→ **SUPPLIED MATERIAL**:
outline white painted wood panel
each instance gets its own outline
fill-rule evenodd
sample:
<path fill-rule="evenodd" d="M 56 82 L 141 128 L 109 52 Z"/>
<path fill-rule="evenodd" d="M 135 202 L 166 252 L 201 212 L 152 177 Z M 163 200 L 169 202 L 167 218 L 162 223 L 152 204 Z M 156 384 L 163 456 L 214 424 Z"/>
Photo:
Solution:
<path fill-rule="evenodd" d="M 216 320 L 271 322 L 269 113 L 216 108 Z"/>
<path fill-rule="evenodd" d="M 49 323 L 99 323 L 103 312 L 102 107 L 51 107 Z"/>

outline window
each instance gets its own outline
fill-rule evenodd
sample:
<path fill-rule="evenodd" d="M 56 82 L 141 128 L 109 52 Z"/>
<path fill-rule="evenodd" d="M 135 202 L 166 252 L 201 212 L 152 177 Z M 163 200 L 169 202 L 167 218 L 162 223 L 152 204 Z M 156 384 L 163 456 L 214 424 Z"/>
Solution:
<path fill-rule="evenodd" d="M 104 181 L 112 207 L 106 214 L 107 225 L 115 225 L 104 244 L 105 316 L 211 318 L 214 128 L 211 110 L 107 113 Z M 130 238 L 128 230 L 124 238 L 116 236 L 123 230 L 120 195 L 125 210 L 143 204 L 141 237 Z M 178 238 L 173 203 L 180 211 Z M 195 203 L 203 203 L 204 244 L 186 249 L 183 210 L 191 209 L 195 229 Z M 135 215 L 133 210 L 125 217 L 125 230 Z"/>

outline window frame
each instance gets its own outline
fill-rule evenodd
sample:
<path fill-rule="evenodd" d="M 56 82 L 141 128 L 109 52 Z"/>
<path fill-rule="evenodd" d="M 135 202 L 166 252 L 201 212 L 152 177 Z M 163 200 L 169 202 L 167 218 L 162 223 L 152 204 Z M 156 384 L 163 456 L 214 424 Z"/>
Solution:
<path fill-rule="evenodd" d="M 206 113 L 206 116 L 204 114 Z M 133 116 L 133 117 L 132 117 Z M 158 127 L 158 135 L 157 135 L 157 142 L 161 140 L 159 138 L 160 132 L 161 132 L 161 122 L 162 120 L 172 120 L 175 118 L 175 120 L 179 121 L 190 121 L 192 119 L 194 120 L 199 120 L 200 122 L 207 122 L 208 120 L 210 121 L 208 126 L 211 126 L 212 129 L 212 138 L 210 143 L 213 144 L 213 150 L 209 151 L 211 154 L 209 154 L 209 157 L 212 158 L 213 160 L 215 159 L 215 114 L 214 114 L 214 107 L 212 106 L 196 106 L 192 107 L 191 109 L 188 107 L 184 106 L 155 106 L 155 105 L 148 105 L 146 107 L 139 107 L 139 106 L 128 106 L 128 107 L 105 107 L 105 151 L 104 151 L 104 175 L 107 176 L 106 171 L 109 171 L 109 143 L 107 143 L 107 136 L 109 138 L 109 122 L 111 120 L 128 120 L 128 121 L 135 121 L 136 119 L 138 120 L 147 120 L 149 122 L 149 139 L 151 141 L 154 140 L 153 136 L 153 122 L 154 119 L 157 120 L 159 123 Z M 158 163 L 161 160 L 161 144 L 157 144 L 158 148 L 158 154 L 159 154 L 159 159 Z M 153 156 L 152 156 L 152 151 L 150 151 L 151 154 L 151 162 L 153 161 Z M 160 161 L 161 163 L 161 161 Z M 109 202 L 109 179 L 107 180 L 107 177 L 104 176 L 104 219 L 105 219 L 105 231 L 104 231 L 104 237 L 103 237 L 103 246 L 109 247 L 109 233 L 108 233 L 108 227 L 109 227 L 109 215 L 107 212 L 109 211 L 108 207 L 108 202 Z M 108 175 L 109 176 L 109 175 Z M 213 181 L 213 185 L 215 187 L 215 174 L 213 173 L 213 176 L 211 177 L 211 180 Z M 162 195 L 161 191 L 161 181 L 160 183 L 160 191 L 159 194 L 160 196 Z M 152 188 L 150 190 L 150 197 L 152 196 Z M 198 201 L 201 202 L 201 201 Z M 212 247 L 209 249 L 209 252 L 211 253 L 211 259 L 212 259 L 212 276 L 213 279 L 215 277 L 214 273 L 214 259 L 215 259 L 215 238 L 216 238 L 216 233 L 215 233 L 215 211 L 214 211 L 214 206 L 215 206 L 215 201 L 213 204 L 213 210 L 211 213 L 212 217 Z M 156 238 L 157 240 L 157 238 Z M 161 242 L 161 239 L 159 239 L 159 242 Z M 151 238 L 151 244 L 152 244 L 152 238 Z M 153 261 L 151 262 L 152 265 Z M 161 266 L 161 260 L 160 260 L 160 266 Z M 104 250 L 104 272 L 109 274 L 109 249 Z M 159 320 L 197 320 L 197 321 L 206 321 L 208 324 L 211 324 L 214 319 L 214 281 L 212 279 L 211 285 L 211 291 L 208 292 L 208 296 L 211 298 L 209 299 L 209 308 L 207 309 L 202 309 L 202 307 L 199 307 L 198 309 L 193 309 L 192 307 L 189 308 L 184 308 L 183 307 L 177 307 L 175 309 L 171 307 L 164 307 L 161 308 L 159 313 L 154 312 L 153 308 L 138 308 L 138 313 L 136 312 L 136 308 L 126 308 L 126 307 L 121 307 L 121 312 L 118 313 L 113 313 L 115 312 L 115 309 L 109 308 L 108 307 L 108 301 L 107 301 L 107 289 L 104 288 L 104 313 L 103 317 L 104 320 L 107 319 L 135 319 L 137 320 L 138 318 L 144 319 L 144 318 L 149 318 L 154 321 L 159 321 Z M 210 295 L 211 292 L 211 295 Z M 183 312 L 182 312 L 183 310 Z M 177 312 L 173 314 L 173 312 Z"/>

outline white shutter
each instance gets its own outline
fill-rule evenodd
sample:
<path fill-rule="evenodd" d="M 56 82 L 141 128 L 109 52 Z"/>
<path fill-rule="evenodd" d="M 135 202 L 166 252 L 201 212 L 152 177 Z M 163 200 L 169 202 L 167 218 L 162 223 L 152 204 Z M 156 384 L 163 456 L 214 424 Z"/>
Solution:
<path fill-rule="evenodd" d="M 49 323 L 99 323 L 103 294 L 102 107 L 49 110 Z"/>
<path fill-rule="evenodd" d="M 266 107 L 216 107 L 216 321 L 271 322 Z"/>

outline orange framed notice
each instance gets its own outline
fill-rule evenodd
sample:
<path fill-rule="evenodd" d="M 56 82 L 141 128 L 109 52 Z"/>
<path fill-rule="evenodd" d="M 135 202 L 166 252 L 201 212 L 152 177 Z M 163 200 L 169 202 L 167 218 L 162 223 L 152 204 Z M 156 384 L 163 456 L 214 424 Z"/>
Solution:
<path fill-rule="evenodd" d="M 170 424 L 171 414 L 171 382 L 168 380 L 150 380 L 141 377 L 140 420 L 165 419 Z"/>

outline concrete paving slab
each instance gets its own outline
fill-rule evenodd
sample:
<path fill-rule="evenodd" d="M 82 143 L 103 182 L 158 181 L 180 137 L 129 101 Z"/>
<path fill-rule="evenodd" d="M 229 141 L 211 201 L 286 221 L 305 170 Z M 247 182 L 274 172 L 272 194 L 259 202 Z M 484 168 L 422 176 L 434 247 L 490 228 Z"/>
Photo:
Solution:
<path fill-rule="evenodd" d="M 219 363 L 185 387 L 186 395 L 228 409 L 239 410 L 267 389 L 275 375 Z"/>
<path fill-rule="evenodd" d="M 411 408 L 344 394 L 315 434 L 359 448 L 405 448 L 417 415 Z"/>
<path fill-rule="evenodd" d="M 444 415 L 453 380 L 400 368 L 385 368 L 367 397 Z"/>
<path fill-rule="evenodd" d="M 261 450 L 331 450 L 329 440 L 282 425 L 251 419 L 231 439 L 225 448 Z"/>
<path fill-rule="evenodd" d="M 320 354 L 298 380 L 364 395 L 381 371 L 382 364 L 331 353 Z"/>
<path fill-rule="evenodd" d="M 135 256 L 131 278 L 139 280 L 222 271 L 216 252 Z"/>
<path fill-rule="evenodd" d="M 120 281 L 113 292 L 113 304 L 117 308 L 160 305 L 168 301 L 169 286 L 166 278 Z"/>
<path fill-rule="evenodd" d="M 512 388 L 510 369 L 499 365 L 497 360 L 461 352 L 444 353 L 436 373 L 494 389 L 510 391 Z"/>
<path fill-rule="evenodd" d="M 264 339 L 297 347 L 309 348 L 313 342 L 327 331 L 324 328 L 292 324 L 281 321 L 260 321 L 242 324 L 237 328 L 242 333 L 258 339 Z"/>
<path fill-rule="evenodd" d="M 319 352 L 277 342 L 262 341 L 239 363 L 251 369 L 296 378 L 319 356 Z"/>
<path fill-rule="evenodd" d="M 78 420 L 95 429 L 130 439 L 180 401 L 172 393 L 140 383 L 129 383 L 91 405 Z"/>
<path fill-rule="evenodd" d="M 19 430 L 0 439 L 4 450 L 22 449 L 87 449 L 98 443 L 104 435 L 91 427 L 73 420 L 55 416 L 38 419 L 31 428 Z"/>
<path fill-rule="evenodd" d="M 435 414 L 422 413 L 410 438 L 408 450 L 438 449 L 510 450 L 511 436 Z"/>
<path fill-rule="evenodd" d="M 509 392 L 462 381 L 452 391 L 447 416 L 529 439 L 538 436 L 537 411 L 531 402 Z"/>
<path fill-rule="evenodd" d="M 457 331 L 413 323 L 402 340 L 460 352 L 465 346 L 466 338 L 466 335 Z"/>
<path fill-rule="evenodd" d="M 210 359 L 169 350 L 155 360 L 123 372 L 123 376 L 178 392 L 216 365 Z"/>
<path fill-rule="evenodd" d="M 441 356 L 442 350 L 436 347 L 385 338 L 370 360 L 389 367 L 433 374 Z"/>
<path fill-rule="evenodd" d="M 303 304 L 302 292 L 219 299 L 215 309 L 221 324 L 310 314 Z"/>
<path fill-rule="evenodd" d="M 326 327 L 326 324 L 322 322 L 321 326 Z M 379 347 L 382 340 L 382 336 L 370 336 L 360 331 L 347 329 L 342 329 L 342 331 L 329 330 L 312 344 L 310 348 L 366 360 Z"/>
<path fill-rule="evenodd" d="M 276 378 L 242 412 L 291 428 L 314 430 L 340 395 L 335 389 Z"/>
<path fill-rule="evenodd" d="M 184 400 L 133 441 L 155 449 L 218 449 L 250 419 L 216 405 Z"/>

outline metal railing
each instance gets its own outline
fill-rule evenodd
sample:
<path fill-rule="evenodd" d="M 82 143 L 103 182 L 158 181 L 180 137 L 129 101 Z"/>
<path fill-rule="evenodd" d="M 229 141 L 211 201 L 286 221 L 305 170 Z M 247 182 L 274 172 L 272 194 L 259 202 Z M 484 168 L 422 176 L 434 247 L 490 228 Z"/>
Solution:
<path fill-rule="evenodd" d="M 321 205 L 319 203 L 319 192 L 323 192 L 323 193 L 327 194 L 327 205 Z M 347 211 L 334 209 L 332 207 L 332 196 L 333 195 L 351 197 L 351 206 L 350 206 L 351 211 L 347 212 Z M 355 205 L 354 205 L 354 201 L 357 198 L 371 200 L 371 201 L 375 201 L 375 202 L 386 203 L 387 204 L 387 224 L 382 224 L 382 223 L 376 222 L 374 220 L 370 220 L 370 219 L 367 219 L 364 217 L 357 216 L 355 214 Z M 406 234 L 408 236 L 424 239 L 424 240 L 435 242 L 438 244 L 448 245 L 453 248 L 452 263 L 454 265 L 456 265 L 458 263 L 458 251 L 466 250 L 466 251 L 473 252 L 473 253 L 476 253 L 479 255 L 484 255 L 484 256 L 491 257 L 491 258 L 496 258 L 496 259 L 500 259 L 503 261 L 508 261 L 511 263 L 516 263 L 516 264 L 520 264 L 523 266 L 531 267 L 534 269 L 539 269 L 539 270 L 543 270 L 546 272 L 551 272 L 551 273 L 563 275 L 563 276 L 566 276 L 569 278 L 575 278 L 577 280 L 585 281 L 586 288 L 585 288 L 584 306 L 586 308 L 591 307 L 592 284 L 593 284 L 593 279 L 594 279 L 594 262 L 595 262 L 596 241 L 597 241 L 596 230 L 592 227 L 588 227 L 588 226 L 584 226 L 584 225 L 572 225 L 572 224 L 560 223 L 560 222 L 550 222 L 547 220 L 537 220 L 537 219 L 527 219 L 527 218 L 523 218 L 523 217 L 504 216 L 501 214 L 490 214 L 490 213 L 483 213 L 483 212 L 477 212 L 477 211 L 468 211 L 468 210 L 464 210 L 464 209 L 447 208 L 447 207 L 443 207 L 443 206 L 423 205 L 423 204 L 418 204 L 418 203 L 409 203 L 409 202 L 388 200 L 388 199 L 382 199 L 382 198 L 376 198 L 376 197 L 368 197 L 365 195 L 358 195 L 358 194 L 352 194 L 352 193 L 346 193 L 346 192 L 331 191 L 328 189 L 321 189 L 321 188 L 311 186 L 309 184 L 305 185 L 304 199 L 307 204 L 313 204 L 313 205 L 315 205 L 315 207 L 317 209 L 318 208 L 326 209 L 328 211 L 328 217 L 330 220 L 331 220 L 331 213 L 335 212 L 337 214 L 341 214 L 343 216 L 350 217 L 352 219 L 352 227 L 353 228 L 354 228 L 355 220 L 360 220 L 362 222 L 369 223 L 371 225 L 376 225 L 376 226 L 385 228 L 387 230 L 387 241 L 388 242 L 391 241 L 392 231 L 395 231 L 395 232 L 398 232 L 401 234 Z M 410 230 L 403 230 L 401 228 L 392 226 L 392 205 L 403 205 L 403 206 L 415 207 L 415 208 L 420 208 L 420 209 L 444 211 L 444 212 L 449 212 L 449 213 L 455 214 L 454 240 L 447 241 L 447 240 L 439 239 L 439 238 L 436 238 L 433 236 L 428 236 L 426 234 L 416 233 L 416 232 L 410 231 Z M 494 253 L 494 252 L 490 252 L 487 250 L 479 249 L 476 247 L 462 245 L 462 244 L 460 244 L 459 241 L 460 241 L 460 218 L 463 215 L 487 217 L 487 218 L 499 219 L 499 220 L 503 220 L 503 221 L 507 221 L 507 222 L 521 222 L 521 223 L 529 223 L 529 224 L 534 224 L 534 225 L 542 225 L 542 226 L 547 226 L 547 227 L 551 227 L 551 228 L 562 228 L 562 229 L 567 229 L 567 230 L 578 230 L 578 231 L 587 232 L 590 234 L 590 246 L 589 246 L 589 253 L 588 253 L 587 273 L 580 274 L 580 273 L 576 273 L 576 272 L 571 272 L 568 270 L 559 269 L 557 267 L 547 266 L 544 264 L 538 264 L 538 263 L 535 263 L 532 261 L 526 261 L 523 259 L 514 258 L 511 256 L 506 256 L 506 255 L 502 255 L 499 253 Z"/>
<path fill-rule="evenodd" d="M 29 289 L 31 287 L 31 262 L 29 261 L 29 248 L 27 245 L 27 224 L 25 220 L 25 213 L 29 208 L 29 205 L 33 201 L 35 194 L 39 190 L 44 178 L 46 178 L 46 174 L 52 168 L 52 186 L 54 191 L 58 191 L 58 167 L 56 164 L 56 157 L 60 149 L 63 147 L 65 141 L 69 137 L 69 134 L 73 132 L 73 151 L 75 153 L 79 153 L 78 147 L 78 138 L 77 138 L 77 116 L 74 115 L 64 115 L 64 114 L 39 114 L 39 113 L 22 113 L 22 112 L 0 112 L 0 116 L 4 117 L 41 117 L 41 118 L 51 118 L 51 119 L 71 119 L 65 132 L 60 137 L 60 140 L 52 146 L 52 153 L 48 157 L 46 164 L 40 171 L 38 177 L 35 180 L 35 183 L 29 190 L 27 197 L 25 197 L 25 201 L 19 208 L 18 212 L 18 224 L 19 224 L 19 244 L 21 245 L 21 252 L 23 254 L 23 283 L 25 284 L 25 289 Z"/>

→ **PROBLEM**: Please rescale the records from the line containing "outline concrete paving slab" through the line containing "320 354 L 298", both included, writing out only those lines again with the requests kept. Multiply every coordinate in the answers by 1.9 and round to whole numbers, halves up, but leave the requests and their format samples unchanged.

→ **EXERCISE OUTPUT**:
outline concrete paving slab
each instance gets its own outline
fill-rule evenodd
sample:
<path fill-rule="evenodd" d="M 82 143 L 103 182 L 158 181 L 180 137 L 129 101 Z"/>
<path fill-rule="evenodd" d="M 229 141 L 211 201 L 286 221 L 305 170 Z M 247 182 L 274 172 L 272 194 L 259 202 Z M 484 168 L 422 176 L 434 247 L 490 228 Z"/>
Photo:
Solution:
<path fill-rule="evenodd" d="M 416 690 L 352 735 L 353 751 L 433 777 L 454 779 L 507 739 L 523 713 Z"/>
<path fill-rule="evenodd" d="M 781 775 L 654 749 L 599 825 L 682 851 L 770 851 L 792 789 Z"/>
<path fill-rule="evenodd" d="M 844 789 L 861 722 L 760 699 L 732 699 L 697 754 Z"/>
<path fill-rule="evenodd" d="M 496 855 L 629 855 L 625 836 L 536 808 L 477 796 L 439 834 L 428 851 Z"/>
<path fill-rule="evenodd" d="M 608 673 L 566 722 L 692 751 L 724 705 L 726 692 L 629 671 Z"/>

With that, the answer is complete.